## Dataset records
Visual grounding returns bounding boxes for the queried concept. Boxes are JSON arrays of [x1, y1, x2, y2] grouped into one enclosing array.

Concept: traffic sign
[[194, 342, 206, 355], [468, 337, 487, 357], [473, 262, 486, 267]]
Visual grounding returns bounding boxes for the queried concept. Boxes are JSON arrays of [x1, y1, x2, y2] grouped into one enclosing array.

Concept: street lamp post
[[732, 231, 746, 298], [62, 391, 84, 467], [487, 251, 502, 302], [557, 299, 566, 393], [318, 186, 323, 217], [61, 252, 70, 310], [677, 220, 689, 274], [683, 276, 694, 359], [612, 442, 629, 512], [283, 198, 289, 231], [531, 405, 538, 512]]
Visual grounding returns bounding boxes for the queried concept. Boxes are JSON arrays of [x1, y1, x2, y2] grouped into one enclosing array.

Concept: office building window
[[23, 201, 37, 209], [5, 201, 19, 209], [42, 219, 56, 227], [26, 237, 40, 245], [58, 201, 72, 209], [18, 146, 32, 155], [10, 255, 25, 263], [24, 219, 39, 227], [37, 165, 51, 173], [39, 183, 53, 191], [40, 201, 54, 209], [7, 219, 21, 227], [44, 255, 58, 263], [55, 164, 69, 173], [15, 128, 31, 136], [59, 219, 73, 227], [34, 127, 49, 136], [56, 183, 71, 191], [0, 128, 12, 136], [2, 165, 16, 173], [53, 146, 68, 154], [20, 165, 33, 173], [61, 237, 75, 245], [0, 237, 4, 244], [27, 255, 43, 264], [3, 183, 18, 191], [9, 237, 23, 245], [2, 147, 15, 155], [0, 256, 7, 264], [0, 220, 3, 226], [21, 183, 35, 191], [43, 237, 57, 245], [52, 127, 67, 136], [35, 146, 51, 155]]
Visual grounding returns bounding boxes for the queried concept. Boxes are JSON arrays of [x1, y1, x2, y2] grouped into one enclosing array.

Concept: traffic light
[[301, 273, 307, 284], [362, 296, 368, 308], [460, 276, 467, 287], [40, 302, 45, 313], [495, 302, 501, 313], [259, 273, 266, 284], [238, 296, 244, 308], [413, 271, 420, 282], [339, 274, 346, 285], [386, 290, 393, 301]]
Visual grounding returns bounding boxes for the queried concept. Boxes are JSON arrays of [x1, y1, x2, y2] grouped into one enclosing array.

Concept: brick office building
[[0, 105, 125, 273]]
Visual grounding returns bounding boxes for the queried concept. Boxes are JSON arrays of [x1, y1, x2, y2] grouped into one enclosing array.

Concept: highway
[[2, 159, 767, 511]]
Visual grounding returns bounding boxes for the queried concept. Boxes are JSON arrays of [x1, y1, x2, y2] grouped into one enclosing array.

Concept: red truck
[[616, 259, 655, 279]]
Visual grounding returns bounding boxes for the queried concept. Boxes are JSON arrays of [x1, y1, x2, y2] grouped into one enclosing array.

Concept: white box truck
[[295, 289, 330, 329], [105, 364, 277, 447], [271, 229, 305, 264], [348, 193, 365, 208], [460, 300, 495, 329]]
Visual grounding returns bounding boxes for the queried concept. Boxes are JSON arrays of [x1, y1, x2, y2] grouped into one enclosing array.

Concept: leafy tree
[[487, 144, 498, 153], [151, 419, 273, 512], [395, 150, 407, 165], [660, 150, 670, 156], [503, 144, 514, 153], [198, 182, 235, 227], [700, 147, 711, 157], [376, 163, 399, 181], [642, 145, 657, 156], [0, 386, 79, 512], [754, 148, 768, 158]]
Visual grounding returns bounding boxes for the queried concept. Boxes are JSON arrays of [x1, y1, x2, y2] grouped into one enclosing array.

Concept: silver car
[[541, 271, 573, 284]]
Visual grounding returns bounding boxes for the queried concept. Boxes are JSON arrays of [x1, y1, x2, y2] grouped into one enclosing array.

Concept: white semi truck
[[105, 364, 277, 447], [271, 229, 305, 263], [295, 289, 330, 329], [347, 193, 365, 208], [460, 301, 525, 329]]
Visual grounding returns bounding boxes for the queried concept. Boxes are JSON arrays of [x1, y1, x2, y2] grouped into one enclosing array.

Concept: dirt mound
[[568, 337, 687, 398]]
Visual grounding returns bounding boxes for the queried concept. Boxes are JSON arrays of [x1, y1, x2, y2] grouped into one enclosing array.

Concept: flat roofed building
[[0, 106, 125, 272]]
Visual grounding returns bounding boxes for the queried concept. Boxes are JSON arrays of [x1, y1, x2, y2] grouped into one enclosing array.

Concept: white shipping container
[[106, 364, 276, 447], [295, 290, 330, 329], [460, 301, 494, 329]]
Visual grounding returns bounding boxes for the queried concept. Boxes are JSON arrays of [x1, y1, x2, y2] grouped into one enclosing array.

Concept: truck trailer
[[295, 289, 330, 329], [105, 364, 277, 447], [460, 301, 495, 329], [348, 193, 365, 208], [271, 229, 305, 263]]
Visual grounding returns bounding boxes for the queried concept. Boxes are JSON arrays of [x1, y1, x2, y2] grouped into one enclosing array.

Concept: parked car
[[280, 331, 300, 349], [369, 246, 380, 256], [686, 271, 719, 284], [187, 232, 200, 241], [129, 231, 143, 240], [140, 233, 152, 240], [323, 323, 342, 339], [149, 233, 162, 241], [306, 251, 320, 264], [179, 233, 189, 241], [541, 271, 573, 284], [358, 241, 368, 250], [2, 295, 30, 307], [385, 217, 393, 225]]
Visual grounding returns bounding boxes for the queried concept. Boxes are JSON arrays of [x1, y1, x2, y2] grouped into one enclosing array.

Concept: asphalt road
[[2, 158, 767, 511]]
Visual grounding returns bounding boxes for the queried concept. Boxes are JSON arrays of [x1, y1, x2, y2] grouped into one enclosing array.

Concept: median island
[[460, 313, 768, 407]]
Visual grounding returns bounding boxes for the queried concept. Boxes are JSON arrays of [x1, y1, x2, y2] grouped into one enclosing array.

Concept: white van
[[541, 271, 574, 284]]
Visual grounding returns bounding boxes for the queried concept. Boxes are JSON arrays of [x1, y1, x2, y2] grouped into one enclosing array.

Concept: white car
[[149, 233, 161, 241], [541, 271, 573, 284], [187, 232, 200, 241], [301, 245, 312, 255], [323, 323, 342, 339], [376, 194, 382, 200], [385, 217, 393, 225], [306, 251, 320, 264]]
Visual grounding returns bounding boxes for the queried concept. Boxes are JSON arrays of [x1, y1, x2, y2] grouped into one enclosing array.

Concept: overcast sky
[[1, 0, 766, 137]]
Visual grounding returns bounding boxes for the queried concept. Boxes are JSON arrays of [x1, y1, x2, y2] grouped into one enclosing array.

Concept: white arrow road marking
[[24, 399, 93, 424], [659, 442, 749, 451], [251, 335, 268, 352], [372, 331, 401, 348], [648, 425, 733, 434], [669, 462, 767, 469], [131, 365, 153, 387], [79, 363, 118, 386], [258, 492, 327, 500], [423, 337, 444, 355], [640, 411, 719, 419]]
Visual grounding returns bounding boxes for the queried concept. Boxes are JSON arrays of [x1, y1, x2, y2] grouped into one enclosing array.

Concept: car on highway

## Work request
When you repeat the data, keep each line exactly as given.

## Solution for this exercise
Visual grounding returns bounding boxes for the queried concept. Boxes are JSON arrays of [x1, y1, x2, y2] grouped into one enclosing array.

Concept: traffic sign
[[194, 342, 206, 355], [468, 337, 487, 357], [473, 262, 486, 267]]
Visual grounding returns bounding boxes for the queried concept. Boxes are JSON arrays of [x1, y1, x2, y2] grouped into one enclosing array.

Concept: street lamp post
[[732, 231, 746, 298], [62, 391, 84, 467], [487, 251, 502, 302], [557, 299, 566, 393], [318, 186, 323, 217], [61, 252, 70, 310], [677, 220, 689, 274], [683, 276, 694, 359], [612, 442, 629, 512], [283, 198, 289, 231], [531, 405, 538, 512]]
Visual grounding returns bounding boxes for the queried concept. Boxes are JSON arrays of [x1, y1, x2, y2] grouped into one enclosing array.

Concept: office building window
[[23, 201, 37, 209], [5, 201, 19, 209], [42, 219, 56, 227], [26, 237, 40, 245], [58, 201, 72, 209], [18, 146, 32, 155], [10, 255, 25, 263], [24, 219, 39, 227], [37, 165, 51, 173], [39, 183, 53, 191], [40, 201, 54, 209], [7, 219, 21, 227], [44, 255, 58, 263], [55, 164, 69, 173], [15, 128, 31, 136], [59, 219, 73, 227], [34, 127, 49, 136], [56, 183, 71, 191], [0, 128, 12, 136], [2, 165, 16, 173], [53, 146, 68, 154], [20, 165, 33, 173], [61, 237, 75, 245], [0, 237, 4, 244], [27, 255, 43, 264], [3, 183, 18, 191], [9, 237, 23, 245], [2, 147, 15, 155], [0, 256, 7, 264], [0, 220, 3, 226], [21, 183, 35, 191], [43, 237, 57, 245], [52, 127, 67, 136], [35, 146, 51, 155]]
Visual grounding returns bounding boxes for the queried concept. Boxes are JSON arrays of [x1, y1, x2, y2] grouped into one enclosing array.

Concept: traffic light
[[301, 273, 307, 284], [362, 296, 368, 308], [460, 276, 467, 287], [40, 302, 45, 313], [495, 302, 501, 313], [259, 273, 266, 284], [238, 296, 244, 308], [413, 271, 420, 282], [339, 274, 346, 285], [386, 290, 393, 301]]
Visual grounding returns bounding boxes for the queried concept. Boxes are JSON arrays of [x1, y1, x2, y2] grouped into one enclosing array.

Concept: brick office building
[[0, 105, 125, 273]]
Visual grounding returns bounding boxes for the queried concept. Boxes are JSON arrays of [x1, y1, x2, y2] grouped into one enclosing array.

Concept: highway
[[2, 159, 767, 511]]
Visual grounding returns bounding boxes for the queried concept. Boxes are JSON arrays of [x1, y1, x2, y2] grouped into one enclosing array.

Concept: red truck
[[616, 259, 655, 279]]
Visual grounding returns bounding boxes for the queried concept. Boxes are JSON arrays of [x1, y1, x2, y2] grouped into one enclosing array.

Concept: white box truck
[[295, 289, 330, 329], [105, 364, 277, 447], [271, 229, 305, 264], [348, 193, 365, 208], [460, 300, 495, 329]]
Visual grounding returns bounding boxes for the queried concept. Boxes are JSON arrays of [x1, y1, x2, y2] grouped into one enclosing array.

Concept: leafy tree
[[487, 144, 498, 153], [151, 419, 273, 512], [395, 150, 407, 165], [660, 150, 670, 156], [503, 144, 514, 153], [198, 182, 235, 227], [700, 147, 711, 157], [376, 163, 399, 181], [642, 145, 657, 156], [0, 386, 79, 512], [754, 148, 768, 158]]
Visual grounding returns bounding boxes for the queried concept. Boxes are JSON arrays of [x1, y1, x2, y2] grouped into one enclosing array.

Concept: silver car
[[541, 271, 573, 284]]
Visual grounding returns bounding boxes for the queried concept. Boxes are JSON arrays of [x1, y1, x2, y2] grouped into one enclosing array.

Concept: white semi truck
[[105, 364, 277, 447], [271, 229, 305, 263], [295, 289, 330, 329], [347, 193, 365, 208], [460, 301, 525, 329]]
Visual grounding returns bounding boxes for the queried concept. Boxes are JSON arrays of [x1, y1, x2, y2] grouped into one enclosing array.

Concept: dirt mound
[[568, 337, 687, 398]]
Visual grounding returns bounding boxes for the queried concept. Boxes are JSON arrays of [x1, y1, x2, y2] grouped into one enclosing array.

Concept: flat roofed building
[[0, 106, 125, 272]]
Visual grounding returns bounding boxes for the queried concept. Boxes are JSON arrays of [x1, y1, x2, y2] grouped into one enclosing array.

Concept: white shipping container
[[106, 364, 276, 447], [295, 290, 330, 329], [460, 301, 494, 329]]
Visual grounding returns bounding boxes for the queried concept. Boxes are JSON arrays of [x1, y1, x2, y2] grouped into one enclosing array.

Concept: truck trailer
[[295, 289, 330, 329], [105, 364, 277, 447], [460, 301, 495, 329], [348, 193, 365, 208], [271, 229, 305, 263]]
Visual grounding returns bounding boxes for the queried concept. Boxes are JSON arrays of [x1, y1, x2, y2] grouped into one enclosing array.

Concept: parked car
[[280, 331, 300, 349], [369, 246, 380, 256], [686, 271, 719, 284], [187, 232, 200, 241], [129, 231, 143, 240], [140, 233, 152, 240], [323, 323, 342, 339], [149, 233, 162, 241], [306, 251, 320, 264], [179, 233, 189, 241], [541, 271, 573, 284], [358, 241, 368, 250], [2, 295, 30, 307], [385, 217, 393, 225]]
Visual grounding returns bounding boxes for the queried concept. Boxes are JSON arrays of [x1, y1, x2, y2] grouped into one enclosing array.

Concept: asphalt road
[[2, 158, 767, 511]]
Visual grounding returns bounding boxes for the queried concept. Boxes are JSON arrays of [x1, y1, x2, y2] grouped into one enclosing array.

Concept: median island
[[460, 313, 768, 407]]
Visual grounding returns bounding boxes for the queried concept. Boxes are JSON arrays of [x1, y1, x2, y2] grouped into one enclosing array.

Concept: white van
[[541, 271, 574, 284]]
Visual grounding returns bounding boxes for the queried concept. Boxes are JSON arrays of [x1, y1, x2, y2] grouped into one enclosing array.

Concept: white car
[[149, 233, 161, 241], [541, 271, 573, 284], [187, 232, 200, 241], [301, 245, 312, 255], [323, 323, 342, 339], [376, 194, 382, 200], [385, 217, 393, 225], [306, 251, 320, 264]]
Visual grounding returns bounding boxes for the queried concept. Boxes are JSON arrays of [x1, y1, x2, y2] grouped into one enclosing array.

Concept: overcast sky
[[1, 0, 766, 137]]
Visual grounding returns bounding boxes for the queried concept. Boxes are JSON arrays of [x1, y1, x2, y2] grouped into one enclosing array.

Concept: white arrow road marking
[[24, 399, 93, 424], [659, 442, 749, 451], [251, 335, 268, 352], [372, 331, 401, 348], [648, 425, 733, 434], [669, 462, 767, 469], [131, 365, 153, 387], [79, 363, 118, 386], [258, 492, 327, 500], [423, 337, 444, 355], [640, 411, 719, 419]]
Visual grounding returns bounding boxes for the queried concept. Boxes are JSON arrays of [x1, y1, x2, y2] grouped into one enclosing array.

Concept: car on highway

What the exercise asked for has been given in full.